* Stated task 1: Rename "shelf-audit log" to "inventory log" in the records, starting at the line that contains "jeans in this photo." and ending at the last line of the records, and give those lines back with nothing else altered.

* Document extract:
☆ ☆ ☆ ☆
Dataset Collection Creation API - Deep Dive
Overview
Dataset collections are containers that group related datasets together. Galaxy supports several collection types (list, paired, record, sample_sheet, paired_or_unpaired) and nested compositions of these (e.g. list:paired).
There are two creation paths:
- Direct creation —
POST /api/dataset_collections— creates a collection from existing datasets already in a history - Fetch-based creation —
POST /api/tools/fetch— uploads new data and creates the collection in one step
Both produce the same result: a HistoryDatasetCollectionAssociation (HDCA) in a history.
1. API Endpoint
File: lib/galaxy/webapps/galaxy/api/dataset_collections.py
POST /api/dataset_collections
- Request body:
CreateNewCollectionPayload - Response:
HDCADetailed
The endpoint delegates to DatasetCollectionsService.create().
2. Request Schema — CreateNewCollectionPayload
File: lib/galaxy/schema/schema.py:1769
| Field | Type | Default | Description |
|---|---|---|---|
collection_type | CollectionType (str) | None | e.g. "list", "paired", "list:paired", "record", "sample_sheet", "sample_sheet:paired", "paired_or_unpaired" |
element_identifiers | list[CollectionElementIdentifier] | None | Elements to include |
name | str | None | Display name |
instance_type | "history" | "library" | "history" | Where to create the collection |
history_id | DecodedDatabaseIdField | None | Required when instance_type="history" |
folder_id | LibraryFolderDatabaseIdField | None | Required when instance_type="library" |
hide_source_items | bool | False | Hide original HDAs after collection creation |
copy_elements | bool | True | Copy source HDAs vs reference them |
fields | str | list[FieldDict] | [] | For record type: field definitions. "auto" to guess from identifiers |
column_definitions | SampleSheetColumnDefinitions | None | For sample_sheet type: column schema |
rows | SampleSheetRows (dict) | None | For sample_sheet type: {element_name: [col_values...]} |
CollectionElementIdentifier
File: lib/galaxy/schema/schema.py:1740
| Field | Type | Description |
|---|---|---|
name | str | Element identifier name (e.g. "forward", "data1", "sample1") |
src | CollectionSourceType | Source: "hda", "ldda", "hdca", "new_collection" |
id | DecodedDatabaseIdField | ID of existing dataset/collection (for hda/ldda/hdca) |
collection_type | CollectionType | For src="new_collection": the sub-collection type |
element_identifiers | list[CollectionElementIdentifier] | For src="new_collection": nested elements |
tags | list[str] | Tags for this element |
CollectionSourceType enum
hda — existing HistoryDatasetAssociation
ldda — existing LibraryDatasetDatasetAssociation
hdca — existing HistoryDatasetCollectionAssociation (nesting existing collections)
☆ ☆ ☆ ☆
* Stated task 2: From the dataset collection API document, reproduce word for word the passage starting at "Dataset Collection Creation" and ending at "in a history.".

Collected data:
☆ ☆ ☆ ☆
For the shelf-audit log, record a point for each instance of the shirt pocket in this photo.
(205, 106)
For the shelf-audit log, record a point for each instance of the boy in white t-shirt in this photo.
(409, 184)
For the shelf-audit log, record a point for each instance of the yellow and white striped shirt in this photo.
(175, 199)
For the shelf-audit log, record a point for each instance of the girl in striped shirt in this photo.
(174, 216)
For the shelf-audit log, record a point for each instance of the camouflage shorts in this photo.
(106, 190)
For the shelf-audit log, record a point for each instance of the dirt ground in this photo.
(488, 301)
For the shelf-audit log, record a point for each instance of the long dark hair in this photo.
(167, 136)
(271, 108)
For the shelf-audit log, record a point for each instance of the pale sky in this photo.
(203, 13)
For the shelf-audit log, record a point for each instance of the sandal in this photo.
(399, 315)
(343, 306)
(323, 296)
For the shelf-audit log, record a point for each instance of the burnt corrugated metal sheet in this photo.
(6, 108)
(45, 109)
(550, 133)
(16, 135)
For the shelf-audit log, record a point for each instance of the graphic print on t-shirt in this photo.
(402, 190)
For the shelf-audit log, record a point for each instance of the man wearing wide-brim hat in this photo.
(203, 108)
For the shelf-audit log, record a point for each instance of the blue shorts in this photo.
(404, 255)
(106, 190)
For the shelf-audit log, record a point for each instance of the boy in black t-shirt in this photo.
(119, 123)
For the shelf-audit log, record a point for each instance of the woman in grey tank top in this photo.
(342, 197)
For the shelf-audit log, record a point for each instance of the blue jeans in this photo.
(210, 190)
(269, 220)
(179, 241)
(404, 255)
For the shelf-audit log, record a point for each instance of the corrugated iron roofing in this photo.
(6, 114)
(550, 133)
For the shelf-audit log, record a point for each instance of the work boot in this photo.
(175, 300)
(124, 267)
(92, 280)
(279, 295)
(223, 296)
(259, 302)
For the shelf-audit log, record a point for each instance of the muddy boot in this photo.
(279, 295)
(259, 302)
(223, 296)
☆ ☆ ☆ ☆
* Complete response 1:
For the inventory log, record a point for each instance of the blue jeans in this photo.
(210, 190)
(269, 220)
(179, 241)
(404, 255)
For the inventory log, record a point for each instance of the corrugated iron roofing in this photo.
(6, 114)
(550, 133)
For the inventory log, record a point for each instance of the work boot in this photo.
(175, 300)
(124, 267)
(92, 280)
(279, 295)
(223, 296)
(259, 302)
For the inventory log, record a point for each instance of the muddy boot in this photo.
(279, 295)
(259, 302)
(223, 296)

* Complete response 2:
Dataset Collection Creation API - Deep Dive
Overview
Dataset collections are containers that group related datasets together. Galaxy supports several collection types (list, paired, record, sample_sheet, paired_or_unpaired) and nested compositions of these (e.g. list:paired).
There are two creation paths:
- Direct creation —
POST /api/dataset_collections— creates a collection from existing datasets already in a history - Fetch-based creation —
POST /api/tools/fetch— uploads new data and creates the collection in one step
Both produce the same result: a HistoryDatasetCollectionAssociation (HDCA) in a history.